▶ **WHAT IS BEING ASKED**
Answer these questions about the radiator-cover thread below:
(a) Why does the first poster assume the floor and wall are not at 90 degrees?
(b) Why does the first poster decide against cutting the baseboard?
(c) What does Steve Neul suggest cutting and scribing to use as a pattern for the sides?

─── PAGE EXTRACT

# Trimming radiator covers



## was2ndlast (Apr 11, 2014)

I have a couple ideas and likely there is more than one way to skin this cat but thought I would throw it out there.

I am building my sister some rad covers and am wondering how to trim it out to avoid gaps to wall/floor as much as possible.

2 areas:

A) to the wall as I assume the floor and wall are not 90 (its an older house). I was going to trim the back edge of the sides of the rad cover (there is no back) to match whatever angle exists.

B) i was originally thinking of cutting the baseboard to but up to the rad cover but they are old and original (big) so I don't think I want to. I'm just going to scribe and again cut the edges of the sides to fit around the baseboard.

Am I going in a wrong direction?


----------



## Steve Neul (Sep 2, 2011)

The thing to do is cut a piece of masonite or 1/4" plywood and scribe it to fit over the base molding. Then use it as a pattern to make your sides.


----------



## woodnthings (Jan 24, 2009)

──────
─── RECORDED DATA

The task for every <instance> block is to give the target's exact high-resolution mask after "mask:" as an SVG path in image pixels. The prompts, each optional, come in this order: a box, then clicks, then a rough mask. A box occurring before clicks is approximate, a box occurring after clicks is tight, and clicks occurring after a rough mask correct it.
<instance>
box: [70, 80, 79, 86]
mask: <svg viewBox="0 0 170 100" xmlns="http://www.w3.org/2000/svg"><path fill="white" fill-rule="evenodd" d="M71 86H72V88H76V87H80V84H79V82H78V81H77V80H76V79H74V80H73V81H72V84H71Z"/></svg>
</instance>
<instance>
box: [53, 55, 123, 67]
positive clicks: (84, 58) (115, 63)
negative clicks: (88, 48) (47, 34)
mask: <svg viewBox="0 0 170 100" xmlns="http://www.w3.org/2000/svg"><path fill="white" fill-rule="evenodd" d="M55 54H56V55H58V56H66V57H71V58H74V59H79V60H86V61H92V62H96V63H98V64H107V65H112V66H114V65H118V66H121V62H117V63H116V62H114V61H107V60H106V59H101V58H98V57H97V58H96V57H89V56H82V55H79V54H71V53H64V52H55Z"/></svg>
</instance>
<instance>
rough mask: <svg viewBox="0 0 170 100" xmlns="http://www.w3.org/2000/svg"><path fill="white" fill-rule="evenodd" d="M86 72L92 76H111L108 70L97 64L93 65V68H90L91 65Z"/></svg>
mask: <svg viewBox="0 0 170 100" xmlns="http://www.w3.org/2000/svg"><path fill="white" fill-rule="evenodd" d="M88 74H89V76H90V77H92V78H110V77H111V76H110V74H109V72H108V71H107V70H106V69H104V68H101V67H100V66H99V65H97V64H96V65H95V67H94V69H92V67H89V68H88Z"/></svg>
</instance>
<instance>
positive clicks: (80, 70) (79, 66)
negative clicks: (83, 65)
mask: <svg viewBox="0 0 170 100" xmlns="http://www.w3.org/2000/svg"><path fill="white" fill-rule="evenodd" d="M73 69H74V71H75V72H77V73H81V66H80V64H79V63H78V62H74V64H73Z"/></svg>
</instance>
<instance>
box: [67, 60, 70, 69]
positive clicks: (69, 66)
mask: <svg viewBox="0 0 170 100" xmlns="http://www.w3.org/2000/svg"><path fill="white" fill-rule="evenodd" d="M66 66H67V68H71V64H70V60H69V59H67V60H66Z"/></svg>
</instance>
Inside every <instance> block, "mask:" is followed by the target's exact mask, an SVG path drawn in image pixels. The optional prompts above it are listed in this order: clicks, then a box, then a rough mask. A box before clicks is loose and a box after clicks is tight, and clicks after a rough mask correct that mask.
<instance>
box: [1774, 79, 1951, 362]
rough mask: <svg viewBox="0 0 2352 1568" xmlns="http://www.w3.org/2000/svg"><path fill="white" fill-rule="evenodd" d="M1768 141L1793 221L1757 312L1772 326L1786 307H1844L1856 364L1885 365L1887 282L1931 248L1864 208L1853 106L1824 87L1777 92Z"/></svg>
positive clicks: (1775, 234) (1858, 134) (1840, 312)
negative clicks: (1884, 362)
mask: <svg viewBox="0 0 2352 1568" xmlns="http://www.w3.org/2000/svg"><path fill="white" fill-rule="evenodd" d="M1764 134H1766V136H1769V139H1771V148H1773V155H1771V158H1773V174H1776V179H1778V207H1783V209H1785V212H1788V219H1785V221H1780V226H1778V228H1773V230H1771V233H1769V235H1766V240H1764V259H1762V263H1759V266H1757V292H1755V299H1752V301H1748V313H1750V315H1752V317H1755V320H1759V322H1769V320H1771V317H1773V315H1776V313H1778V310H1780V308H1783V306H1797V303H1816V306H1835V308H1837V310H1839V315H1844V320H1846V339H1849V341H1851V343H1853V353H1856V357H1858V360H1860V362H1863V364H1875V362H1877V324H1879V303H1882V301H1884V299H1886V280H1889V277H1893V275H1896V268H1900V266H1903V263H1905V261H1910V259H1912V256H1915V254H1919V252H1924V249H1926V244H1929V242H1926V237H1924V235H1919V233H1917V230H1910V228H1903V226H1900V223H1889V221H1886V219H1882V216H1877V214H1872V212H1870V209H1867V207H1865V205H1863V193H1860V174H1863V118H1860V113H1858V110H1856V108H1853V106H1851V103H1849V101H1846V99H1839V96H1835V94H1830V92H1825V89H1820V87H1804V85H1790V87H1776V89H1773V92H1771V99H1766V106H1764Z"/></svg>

──────

▶ **ANSWER AREA**
(a) It is an older house.
(b) The baseboards are old and original (big).
(c) A piece of masonite or 1/4" plywood.